• [Direction] Pick out each line in the items below that contains the string "tripod", and copy those lines in full. The match is case-sensitive.

• [Data supplied]

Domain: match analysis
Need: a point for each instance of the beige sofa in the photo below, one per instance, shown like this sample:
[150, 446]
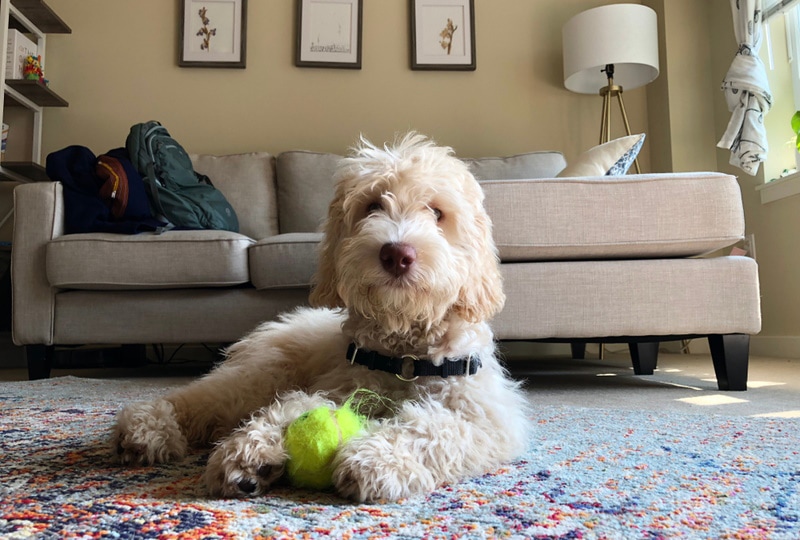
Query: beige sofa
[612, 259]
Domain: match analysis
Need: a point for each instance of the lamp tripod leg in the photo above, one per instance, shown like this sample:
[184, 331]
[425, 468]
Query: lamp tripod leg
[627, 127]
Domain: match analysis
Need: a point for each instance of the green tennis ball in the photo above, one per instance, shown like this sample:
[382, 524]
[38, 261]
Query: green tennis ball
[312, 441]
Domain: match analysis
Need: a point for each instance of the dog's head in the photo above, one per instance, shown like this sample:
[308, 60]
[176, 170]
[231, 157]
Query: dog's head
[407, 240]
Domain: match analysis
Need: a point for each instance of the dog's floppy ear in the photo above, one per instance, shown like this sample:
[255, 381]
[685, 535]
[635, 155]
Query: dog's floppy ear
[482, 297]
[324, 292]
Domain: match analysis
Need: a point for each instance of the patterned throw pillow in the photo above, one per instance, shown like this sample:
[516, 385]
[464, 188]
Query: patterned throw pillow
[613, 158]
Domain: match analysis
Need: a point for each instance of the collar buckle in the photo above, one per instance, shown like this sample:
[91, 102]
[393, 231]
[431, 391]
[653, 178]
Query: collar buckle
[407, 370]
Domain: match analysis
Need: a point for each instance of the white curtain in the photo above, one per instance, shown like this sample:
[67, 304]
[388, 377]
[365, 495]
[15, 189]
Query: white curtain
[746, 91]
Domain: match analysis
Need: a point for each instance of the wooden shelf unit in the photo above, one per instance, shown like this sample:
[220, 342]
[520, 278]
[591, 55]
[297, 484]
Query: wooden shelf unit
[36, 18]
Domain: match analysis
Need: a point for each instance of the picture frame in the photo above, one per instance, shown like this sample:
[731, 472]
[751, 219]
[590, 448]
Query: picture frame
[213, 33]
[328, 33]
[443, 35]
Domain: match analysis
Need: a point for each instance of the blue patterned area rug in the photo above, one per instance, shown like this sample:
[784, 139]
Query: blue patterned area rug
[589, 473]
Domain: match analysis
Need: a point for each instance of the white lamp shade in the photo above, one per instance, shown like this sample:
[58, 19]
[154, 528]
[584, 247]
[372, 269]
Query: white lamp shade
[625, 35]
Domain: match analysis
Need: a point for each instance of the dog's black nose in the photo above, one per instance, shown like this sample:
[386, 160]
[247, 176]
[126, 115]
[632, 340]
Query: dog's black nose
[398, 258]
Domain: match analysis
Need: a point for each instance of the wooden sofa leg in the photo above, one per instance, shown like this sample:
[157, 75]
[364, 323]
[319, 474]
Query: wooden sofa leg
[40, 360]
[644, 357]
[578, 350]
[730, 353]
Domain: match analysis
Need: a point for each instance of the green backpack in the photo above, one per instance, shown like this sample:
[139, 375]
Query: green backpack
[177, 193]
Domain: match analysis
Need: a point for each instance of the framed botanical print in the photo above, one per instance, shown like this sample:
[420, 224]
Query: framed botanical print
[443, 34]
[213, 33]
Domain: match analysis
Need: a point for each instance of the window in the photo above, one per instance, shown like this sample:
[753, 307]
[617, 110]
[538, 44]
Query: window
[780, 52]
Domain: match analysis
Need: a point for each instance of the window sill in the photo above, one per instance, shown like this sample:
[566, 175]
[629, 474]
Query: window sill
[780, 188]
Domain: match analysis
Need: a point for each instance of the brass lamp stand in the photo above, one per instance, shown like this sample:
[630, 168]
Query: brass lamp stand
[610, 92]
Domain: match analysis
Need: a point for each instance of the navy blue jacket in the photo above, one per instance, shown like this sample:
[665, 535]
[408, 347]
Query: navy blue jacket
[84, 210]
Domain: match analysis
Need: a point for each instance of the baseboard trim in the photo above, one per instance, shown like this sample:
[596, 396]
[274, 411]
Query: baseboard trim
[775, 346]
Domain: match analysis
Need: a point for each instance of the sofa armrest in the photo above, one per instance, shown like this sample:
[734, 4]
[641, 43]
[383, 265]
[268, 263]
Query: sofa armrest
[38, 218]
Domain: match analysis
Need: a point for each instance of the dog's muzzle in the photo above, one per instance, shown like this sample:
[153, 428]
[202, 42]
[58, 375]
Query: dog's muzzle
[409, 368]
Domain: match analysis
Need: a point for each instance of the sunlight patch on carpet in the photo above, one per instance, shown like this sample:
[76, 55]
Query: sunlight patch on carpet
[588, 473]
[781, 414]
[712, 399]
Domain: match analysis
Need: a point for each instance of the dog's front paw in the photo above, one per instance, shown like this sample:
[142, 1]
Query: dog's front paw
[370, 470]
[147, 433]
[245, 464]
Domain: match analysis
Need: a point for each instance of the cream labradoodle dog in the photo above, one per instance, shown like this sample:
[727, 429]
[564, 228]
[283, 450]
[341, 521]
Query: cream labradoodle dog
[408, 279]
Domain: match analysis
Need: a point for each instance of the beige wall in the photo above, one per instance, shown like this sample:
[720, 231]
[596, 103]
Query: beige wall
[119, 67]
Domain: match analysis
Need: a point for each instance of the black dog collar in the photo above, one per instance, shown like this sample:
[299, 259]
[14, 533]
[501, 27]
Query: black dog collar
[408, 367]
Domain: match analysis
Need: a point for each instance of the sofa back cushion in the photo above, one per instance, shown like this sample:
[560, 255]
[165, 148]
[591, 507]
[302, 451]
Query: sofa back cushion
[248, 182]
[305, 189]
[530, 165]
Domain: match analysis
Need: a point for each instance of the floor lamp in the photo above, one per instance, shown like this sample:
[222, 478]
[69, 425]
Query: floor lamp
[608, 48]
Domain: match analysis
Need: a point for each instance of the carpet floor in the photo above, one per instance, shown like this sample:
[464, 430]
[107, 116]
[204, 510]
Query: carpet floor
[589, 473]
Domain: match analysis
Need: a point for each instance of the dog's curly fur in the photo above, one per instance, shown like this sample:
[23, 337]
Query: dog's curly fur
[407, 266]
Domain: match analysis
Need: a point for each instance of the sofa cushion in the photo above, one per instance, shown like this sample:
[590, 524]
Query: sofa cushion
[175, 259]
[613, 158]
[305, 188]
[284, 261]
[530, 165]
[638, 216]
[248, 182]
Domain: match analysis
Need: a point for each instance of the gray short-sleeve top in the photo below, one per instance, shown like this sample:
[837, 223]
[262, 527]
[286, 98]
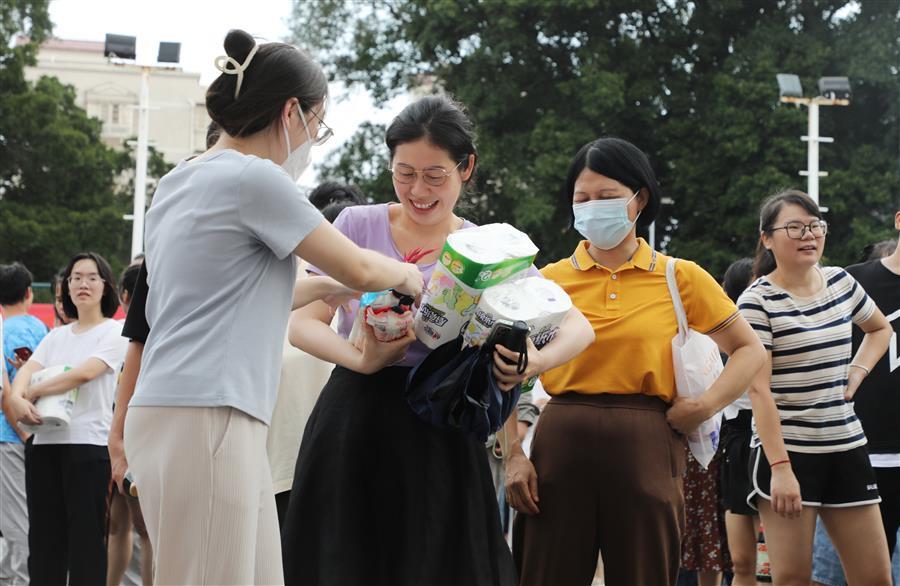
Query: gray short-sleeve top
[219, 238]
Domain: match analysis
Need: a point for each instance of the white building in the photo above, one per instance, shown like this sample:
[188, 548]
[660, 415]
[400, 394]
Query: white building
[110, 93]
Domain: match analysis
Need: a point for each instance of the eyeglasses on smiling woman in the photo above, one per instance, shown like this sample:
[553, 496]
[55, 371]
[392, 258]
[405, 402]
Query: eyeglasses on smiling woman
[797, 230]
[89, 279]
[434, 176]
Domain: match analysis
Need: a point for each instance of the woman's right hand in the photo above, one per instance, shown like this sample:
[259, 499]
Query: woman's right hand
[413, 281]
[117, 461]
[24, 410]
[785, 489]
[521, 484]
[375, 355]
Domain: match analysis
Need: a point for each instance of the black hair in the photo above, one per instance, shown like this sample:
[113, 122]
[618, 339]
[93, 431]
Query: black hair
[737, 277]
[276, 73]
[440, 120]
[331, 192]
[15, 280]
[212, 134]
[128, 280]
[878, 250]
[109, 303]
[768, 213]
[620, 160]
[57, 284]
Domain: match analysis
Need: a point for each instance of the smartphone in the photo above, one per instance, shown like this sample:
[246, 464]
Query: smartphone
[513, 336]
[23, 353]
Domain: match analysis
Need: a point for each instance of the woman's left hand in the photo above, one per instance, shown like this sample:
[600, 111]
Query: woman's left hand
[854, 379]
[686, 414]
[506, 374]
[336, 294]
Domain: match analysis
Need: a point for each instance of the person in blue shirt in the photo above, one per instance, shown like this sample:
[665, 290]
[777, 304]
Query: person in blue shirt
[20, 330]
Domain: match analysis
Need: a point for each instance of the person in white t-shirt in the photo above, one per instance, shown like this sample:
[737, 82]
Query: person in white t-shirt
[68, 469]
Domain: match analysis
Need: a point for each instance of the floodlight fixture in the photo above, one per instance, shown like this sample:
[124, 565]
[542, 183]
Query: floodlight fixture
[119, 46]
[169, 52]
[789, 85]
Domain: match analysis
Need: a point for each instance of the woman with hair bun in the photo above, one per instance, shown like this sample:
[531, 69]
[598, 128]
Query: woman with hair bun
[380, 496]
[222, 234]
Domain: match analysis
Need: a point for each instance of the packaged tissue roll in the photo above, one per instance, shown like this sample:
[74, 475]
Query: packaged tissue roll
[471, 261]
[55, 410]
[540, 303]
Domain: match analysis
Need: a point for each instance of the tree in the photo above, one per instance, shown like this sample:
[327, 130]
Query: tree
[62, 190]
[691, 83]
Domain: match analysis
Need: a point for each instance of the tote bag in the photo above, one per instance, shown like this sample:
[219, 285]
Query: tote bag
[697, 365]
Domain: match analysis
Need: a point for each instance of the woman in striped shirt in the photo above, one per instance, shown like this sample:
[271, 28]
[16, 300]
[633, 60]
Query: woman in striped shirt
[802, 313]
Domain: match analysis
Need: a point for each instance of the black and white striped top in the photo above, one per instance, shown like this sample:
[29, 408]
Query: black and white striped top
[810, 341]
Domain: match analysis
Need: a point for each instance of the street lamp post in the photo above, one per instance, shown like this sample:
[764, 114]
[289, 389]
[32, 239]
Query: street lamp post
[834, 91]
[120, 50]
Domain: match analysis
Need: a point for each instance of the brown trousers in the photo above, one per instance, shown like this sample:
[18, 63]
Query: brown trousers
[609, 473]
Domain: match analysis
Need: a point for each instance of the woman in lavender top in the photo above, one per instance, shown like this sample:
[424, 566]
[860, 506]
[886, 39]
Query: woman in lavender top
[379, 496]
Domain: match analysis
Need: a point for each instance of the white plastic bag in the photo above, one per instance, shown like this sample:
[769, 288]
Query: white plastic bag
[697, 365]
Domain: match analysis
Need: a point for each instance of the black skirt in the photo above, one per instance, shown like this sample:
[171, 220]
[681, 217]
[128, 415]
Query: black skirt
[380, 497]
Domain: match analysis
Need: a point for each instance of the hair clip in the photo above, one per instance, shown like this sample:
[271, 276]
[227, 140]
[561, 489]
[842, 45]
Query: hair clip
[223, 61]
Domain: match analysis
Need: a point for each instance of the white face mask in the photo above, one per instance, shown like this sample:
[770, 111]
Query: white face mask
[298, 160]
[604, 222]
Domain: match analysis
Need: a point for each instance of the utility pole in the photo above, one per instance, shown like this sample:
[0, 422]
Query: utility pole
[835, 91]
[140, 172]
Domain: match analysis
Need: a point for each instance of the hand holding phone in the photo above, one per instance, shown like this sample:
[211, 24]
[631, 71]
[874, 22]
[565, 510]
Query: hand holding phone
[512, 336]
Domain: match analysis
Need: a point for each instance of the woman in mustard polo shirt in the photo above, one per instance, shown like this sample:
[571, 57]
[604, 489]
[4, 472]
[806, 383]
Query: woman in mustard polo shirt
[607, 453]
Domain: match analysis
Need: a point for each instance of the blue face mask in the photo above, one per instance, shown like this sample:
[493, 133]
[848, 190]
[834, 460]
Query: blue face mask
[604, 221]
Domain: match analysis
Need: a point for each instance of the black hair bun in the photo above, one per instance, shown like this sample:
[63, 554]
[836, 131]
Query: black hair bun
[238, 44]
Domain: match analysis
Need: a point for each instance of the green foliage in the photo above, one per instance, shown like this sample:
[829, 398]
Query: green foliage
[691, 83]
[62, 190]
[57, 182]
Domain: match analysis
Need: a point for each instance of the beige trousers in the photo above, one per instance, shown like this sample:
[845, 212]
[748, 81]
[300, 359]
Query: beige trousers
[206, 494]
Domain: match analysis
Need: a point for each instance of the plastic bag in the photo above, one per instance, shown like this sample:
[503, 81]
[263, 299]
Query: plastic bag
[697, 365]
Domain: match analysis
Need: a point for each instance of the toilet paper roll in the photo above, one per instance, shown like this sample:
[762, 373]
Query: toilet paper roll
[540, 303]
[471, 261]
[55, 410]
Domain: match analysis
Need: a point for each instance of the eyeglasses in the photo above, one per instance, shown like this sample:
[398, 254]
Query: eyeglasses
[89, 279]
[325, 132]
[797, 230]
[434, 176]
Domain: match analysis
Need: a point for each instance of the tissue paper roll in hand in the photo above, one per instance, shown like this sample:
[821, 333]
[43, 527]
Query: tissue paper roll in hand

• [In response]
Need: a point for each instance of the lamp tripod leg in the photo above, one per instance, shown like this sample:
Query: lamp tripod leg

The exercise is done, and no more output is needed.